[PROBLEMS TO SOLVE]:
1) Reproduce the portion of the European market close report below, from "Germany's Dax was" up to and including "by a third.".
2) According to the European market close report below, why did Germany's Dax fail to finish off its session lows when most major European indices did? Answer in one to three sentences.
3) Extend the European market close report below, picking up after its final sentence.

Europe close: Germany's Dax paces losses amid angst over natural gas supplies
Most major European stock market indices finished off their lows of the session but not Germany's Dax, due to concern that its supplies of natural gas from Russia might soon be cut.
The Nordstream 1 natural gas pipeline from Russia to Germany was to be taken off-line for annual maintenance for 10 days, starting from Monday.
Fears were that it would not be brought back on line and according to economists at Citi that would be enough to tip the euro area from stagnation into a "(mild) recession".
The Stoxx 600 ended the day well off its lows, albeit down by 0.50% to 415.02, with the region's other main indices carving out a similar rebound.
Germany's Dax was the exception, losing 1.4% to 12,832.44.
Also dragging on investor sentiment were reports that more Covid-19 infections were detected in the People's Republic of China.
The euro remained on the back foot, trading down 1.08% to 1.0075 versus the Greenback.
On a related note, Russia's Gazprom reportedly reduced its natural gas supplies to Italy by a third.
That followed reports during the previous week that exports of crude oil through the Caspian oil pipeline from Kazhakstan might be cut due to a court order.

[DATASET CONTENT]:
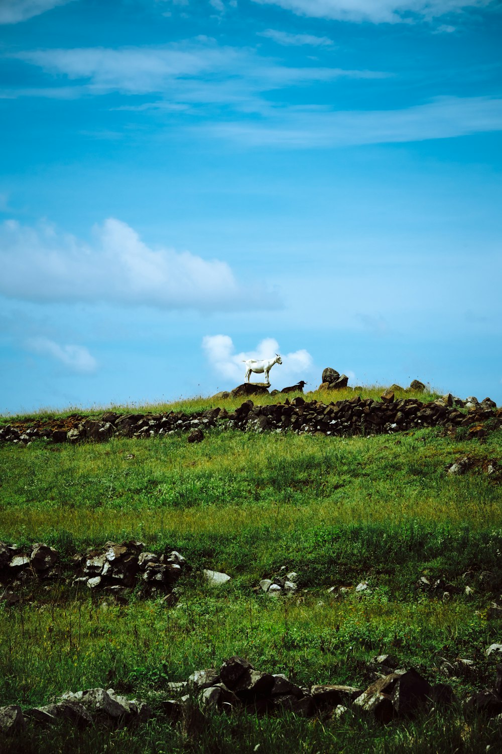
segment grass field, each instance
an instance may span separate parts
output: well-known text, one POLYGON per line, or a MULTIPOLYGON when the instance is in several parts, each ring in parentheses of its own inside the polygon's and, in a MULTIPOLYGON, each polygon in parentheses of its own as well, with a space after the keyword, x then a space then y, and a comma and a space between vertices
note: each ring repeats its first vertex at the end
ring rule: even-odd
MULTIPOLYGON (((197 399, 184 409, 211 405, 197 399)), ((171 608, 134 593, 117 605, 58 583, 35 593, 23 587, 20 606, 0 607, 1 703, 39 703, 94 686, 148 695, 233 654, 297 682, 364 688, 367 661, 392 652, 431 682, 452 683, 460 697, 491 685, 496 661, 485 650, 502 639, 488 611, 502 591, 502 495, 483 468, 488 460, 502 464, 502 432, 482 444, 463 437, 437 429, 367 438, 213 430, 199 444, 172 435, 0 446, 0 540, 44 541, 69 558, 106 540, 140 539, 149 549, 178 550, 191 566, 171 608), (466 455, 471 469, 448 474, 466 455), (253 590, 283 566, 299 575, 295 596, 273 599, 253 590), (204 568, 232 580, 210 589, 204 568), (422 575, 444 586, 424 590, 422 575), (363 581, 369 589, 356 593, 363 581), (334 599, 332 586, 349 588, 334 599), (444 677, 443 658, 458 657, 476 661, 475 677, 444 677)), ((456 708, 386 728, 357 715, 328 725, 242 713, 199 728, 159 719, 136 732, 30 730, 9 742, 20 752, 138 752, 487 745, 500 750, 498 724, 456 708)))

[EXPECTED RESULTS]:
1)
Germany's Dax was the exception, losing 1.4% to 12,832.44.
Also dragging on investor sentiment were reports that more Covid-19 infections were detected in the People's Republic of China.
The euro remained on the back foot, trading down 1.08% to 1.0075 versus the Greenback.
On a related note, Russia's Gazprom reportedly reduced its natural gas supplies to Italy by a third.

2) Investors were worried that Germany's natural gas supplies from Russia might soon be cut. The Nordstream 1 pipeline was going off-line for 10 days of annual maintenance starting Monday, and there were fears it would not be brought back on line.

3)
That would take approximately 1.0% of global oil supply off the market, although the order was overturned on Monday by a Russian court, Reuters reported.
Front-dated Brent crude oil futures fell 1% to roughly $106 a barrel on the ICE, although Reuters cited Western oil executives who believed that the Caspian pipeline was facing a possible "prolonged suspension".
TTF natural gas futures on the other hand slumped 12% on the ICE after Canada said it would allow delivery of a turbine for Nordstream 1 which might enable it to return to operations.
Ten-year euro area periphery government bond yields on the other hand appeared to be well-behaved, drifting modestly lower.
On a related note, analysts at Barclays said that Purchasing Managers' Indices had slowed and "reconnected" with surging yields.
"If growth continues to slow from here, it could cap yields near current levels," they added.
"Expensive factors like Growth's valuation adjustment may well be nearly over then. On the opposite side, Value's more cyclical earnings may be at risk. We take profit on OW Value/UW Growth."
There was little in terms of fresh economic data on Monday, although ISTAT did report a 1.9% month-on-month jump in Italian retail sales during the month of May.
At the weekend, European Central Bank governing council member, Robert Holzmann, argued in a newspaper interview in favour of as much as 125 basis points of interest rate hikes by September if the inflation outlook did not improve.
His peer on the council, Greece's Yannis Stournaras meanwhile told Bloomberg on Saturday that a "very good debate" was ongoing as regarded the ECB's future anti-fragmentation tool.
Stournaras further said he hoped that the tool would surprise markets "on the positive side".